TEXT PASSAGE:
[Start of section]
Files have to be moved manually between steps in between running the
separate step driver scripts. Executables live adjacent to the source
code. It's all a bit of a mess.
3.6. WHAT WAS FIXED IN RELEASE 0.0.3
ESSENTIAL
job001910: STEP2 infinite loop on some platforms
The PApars.f part of GISTEMP STEP2 runs forever, when compiled with GNU
Fortran 4.2.5 20080702 on FreeBSD 6.3.
OPTIONAL
job001911: PApars algorithm unclear
GISTEMP STEP2/PApars.f has quite a lot of old FORTRAN code which is
obscure. The large header comment is also incorrect in places.
3.7. WHAT WAS FIXED IN RELEASE 0.0.2
ESSENTIAL
job001909: GISTEMP STEP0 discards the final digit of every USHCN datum
The GISTEMP STEP0 code which reads the USHCN temperature records and
converts them to the GISTEMP v2.mean format fails to read the full width
of each datum. Each datum occupies 6 columns in the data file (-99.99
to 999.99), but only the first five columns are read and converted to a
float. This was detected by the Clear Climate Code project in
diagnosing a difference between the output of the FORTRAN STEP0 and
Python step0.py.
[End of section]
SUPPLIED INFORMATION:
[Start of section]
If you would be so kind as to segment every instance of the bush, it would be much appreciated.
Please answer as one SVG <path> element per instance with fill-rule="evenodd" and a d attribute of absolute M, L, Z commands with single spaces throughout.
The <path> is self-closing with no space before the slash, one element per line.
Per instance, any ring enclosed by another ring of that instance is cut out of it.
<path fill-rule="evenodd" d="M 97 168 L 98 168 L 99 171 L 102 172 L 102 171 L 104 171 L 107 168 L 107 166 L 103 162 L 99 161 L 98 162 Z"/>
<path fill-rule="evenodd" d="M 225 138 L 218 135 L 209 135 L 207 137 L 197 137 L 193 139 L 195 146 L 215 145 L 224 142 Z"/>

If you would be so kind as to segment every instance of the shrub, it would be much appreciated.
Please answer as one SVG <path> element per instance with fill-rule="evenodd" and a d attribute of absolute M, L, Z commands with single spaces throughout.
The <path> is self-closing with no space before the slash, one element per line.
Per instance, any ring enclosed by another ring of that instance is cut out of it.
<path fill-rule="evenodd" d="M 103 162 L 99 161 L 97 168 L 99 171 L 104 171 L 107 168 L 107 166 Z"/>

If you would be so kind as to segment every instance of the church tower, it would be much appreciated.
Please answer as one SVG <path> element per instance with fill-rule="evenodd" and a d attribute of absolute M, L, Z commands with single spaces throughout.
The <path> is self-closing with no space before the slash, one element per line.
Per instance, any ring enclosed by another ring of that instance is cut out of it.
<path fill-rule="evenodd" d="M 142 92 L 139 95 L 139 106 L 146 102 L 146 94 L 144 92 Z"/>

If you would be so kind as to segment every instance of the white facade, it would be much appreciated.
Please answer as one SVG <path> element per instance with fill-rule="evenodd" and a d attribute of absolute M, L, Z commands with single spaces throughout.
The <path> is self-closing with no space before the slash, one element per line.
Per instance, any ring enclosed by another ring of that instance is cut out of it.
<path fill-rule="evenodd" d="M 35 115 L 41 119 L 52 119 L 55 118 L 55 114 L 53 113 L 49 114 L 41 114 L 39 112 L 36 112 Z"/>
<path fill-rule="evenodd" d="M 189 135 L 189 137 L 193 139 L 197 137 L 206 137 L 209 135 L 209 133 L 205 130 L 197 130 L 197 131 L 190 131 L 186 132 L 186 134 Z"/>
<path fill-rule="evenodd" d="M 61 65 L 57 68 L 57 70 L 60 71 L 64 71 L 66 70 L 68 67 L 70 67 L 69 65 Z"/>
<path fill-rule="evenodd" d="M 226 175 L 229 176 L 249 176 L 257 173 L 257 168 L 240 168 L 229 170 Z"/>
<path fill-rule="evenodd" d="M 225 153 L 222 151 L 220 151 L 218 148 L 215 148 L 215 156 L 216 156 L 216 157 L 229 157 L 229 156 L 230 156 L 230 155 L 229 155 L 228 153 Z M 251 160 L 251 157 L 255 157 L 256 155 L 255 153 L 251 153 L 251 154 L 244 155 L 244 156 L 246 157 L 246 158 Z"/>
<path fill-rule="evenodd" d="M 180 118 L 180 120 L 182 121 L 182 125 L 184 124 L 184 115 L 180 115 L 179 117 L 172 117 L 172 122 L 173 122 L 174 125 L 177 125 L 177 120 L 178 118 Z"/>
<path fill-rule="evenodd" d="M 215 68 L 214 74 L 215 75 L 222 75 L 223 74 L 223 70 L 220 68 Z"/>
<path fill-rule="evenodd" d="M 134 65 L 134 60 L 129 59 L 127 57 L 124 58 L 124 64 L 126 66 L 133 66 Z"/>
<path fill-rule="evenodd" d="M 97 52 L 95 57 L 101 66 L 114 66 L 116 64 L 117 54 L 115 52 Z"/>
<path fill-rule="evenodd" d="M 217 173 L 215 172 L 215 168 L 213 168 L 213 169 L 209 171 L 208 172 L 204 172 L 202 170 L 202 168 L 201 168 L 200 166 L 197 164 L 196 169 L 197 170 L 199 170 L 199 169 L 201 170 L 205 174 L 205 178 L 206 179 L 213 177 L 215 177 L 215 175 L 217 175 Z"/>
[End of section]
ACTIVITY: Copy the passage from the GISTEMP release notes word for word, starting with "Files have to" and going on through "bit of a mess.".

EXERCISE RESPONSE:
Files have to be moved manually between steps in between running the
separate step driver scripts. Executables live adjacent to the source
code. It's all a bit of a mess.